### [What you need to do]
Please copy only the data below starting at the line containing "the glasses frame?" and ending at the line containing "x=293 y=158", with the requests included. Shift each answer point by adding 83 to both its x and y values, and leave the coordinates in the requests and their format samples unchanged.
■ ■ ■ ■ ■ ■ ■
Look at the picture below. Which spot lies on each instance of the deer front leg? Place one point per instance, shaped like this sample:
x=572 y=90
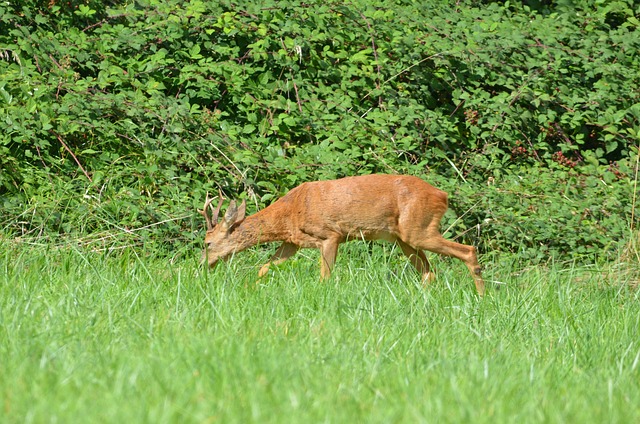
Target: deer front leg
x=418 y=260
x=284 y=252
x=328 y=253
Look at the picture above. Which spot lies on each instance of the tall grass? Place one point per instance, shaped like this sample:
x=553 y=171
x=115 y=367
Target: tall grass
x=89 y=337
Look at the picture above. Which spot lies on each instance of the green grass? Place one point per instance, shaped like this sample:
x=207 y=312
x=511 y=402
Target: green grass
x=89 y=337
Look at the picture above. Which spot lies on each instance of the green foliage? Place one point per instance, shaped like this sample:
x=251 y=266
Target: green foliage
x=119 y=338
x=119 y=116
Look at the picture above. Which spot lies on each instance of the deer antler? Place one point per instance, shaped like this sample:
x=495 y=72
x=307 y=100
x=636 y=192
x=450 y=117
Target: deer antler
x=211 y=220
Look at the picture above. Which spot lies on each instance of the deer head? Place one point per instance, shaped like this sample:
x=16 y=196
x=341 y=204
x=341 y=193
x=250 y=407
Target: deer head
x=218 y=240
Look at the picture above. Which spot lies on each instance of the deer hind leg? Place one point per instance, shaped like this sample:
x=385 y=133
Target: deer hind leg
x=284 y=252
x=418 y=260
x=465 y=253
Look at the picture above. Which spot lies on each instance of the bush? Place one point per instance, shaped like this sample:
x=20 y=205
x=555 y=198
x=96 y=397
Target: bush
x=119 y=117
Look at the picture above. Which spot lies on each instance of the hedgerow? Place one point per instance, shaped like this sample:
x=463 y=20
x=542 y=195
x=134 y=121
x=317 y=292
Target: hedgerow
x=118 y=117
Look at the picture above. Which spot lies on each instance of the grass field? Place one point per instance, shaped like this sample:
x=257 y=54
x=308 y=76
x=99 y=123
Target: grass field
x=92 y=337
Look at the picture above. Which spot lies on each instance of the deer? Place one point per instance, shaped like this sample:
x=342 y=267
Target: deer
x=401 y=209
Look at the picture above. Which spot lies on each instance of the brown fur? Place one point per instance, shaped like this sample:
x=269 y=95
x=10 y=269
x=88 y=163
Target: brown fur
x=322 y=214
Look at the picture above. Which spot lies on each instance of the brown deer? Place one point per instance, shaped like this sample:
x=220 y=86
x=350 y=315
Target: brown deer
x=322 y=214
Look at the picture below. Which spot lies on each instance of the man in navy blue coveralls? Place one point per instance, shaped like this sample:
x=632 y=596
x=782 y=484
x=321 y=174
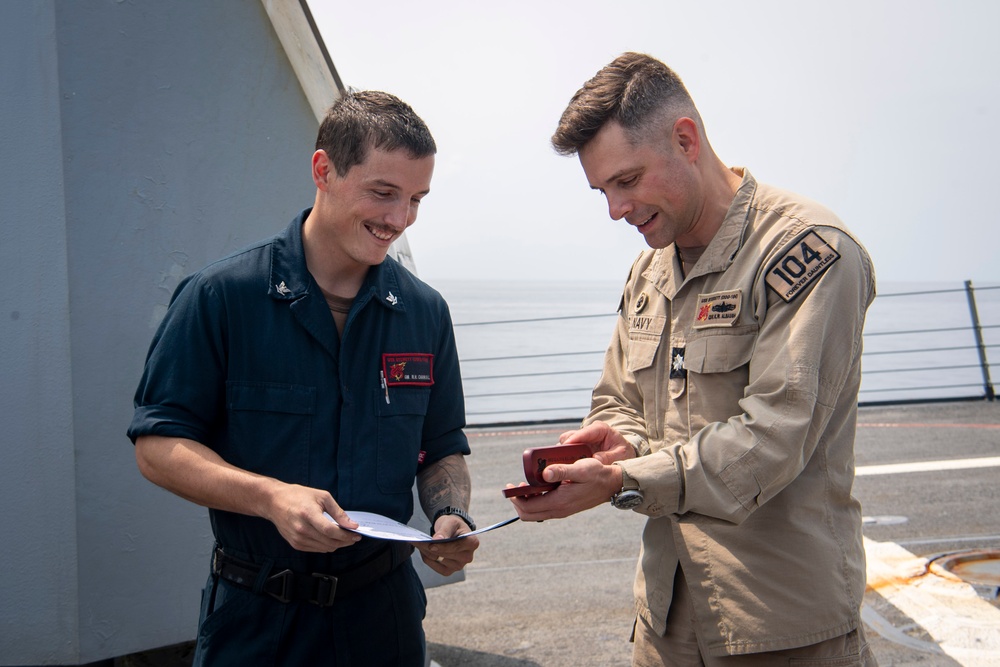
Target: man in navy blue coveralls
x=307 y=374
■ ■ ■ ■ ■ ■ ■
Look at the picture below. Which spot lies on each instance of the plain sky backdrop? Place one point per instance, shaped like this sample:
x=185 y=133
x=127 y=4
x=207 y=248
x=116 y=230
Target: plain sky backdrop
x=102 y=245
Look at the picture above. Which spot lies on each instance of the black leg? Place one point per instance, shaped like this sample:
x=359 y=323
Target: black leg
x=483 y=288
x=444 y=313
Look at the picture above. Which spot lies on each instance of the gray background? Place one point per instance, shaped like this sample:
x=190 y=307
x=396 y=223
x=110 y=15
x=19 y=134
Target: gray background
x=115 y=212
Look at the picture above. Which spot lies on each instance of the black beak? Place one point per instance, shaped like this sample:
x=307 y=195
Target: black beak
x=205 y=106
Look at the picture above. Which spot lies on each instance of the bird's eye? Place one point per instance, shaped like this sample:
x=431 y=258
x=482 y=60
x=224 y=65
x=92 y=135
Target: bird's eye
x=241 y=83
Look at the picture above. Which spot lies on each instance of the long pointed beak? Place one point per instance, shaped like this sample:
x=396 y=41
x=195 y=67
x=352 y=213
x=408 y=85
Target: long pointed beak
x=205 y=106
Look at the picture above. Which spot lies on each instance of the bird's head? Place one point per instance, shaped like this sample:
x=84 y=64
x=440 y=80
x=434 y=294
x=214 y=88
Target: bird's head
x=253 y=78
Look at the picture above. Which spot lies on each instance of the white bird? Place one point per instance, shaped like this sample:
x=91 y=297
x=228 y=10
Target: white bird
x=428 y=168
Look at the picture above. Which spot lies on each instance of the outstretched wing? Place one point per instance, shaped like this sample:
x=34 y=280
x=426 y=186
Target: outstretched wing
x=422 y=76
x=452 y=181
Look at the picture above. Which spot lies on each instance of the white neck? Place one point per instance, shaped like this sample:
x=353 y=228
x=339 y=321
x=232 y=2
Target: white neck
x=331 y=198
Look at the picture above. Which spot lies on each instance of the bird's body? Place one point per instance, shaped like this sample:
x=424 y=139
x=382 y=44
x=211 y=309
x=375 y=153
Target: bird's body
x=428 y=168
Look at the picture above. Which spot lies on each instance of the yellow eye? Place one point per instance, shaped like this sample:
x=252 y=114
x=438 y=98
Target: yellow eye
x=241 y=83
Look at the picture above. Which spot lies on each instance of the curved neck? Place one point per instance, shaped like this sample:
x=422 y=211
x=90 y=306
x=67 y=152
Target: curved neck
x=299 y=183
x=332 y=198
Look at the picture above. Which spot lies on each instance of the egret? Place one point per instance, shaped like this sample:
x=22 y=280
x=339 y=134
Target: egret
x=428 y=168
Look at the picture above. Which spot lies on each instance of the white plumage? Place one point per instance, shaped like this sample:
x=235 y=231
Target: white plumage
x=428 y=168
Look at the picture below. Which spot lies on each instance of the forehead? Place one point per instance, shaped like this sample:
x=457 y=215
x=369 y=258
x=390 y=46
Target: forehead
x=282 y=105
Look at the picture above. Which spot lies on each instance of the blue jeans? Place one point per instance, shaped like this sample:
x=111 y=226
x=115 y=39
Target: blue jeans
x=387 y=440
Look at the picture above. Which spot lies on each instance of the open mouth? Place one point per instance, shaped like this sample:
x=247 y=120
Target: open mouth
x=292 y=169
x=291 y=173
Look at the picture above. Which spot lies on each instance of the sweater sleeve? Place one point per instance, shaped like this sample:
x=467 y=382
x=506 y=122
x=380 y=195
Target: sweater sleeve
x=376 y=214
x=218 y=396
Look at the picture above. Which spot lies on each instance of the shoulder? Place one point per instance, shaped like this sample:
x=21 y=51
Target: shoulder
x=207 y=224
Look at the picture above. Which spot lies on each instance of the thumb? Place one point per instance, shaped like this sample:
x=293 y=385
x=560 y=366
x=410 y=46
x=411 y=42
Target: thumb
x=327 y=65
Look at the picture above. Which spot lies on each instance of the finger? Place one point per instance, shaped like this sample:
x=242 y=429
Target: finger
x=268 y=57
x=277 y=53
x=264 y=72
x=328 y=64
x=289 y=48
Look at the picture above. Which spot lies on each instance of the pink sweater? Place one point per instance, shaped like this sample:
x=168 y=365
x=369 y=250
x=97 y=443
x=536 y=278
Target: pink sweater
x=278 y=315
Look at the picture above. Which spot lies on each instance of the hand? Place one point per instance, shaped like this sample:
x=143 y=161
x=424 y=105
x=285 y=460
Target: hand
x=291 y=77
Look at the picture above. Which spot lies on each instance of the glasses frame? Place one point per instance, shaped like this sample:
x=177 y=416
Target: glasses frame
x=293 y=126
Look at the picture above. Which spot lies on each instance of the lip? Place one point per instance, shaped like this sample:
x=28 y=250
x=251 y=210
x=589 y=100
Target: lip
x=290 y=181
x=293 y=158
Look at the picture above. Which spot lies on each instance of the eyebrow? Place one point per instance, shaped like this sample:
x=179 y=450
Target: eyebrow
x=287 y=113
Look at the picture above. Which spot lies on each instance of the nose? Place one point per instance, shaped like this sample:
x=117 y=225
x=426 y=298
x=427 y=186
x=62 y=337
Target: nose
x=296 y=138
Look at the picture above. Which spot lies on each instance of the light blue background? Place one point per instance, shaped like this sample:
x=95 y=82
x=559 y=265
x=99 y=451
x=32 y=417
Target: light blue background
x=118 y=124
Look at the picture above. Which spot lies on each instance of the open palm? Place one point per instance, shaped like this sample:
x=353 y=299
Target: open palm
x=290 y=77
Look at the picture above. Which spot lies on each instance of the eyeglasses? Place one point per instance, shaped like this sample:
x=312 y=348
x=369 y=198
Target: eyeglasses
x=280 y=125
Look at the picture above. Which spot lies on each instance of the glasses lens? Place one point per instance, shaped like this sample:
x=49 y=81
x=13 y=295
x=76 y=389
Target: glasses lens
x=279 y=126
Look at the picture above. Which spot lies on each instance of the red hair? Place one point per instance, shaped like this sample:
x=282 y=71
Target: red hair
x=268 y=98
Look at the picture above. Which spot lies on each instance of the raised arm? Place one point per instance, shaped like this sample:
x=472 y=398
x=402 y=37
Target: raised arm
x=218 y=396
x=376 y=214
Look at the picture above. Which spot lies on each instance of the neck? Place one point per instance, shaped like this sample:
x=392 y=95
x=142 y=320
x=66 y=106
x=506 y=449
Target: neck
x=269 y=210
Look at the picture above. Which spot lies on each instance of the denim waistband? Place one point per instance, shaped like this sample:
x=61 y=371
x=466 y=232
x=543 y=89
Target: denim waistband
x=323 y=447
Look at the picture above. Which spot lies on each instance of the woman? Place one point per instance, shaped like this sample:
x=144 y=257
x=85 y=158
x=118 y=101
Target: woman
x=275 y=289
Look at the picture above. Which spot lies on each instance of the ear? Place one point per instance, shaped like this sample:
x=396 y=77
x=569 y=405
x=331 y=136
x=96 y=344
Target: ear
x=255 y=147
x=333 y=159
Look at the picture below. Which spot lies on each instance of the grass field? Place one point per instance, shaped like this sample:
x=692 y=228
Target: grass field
■ ■ ■ ■ ■ ■ ■
### [Solution]
Look at the picture above. Which spot lies on each instance of the glasses frame? Place one point per instance, shaped like this sample:
x=177 y=416
Target: glasses frame
x=376 y=209
Look at the picture above. Which spot lies on each instance of the lip? Place one point per instance, shaped like this sample:
x=28 y=250
x=251 y=210
x=589 y=100
Target: lip
x=373 y=264
x=376 y=241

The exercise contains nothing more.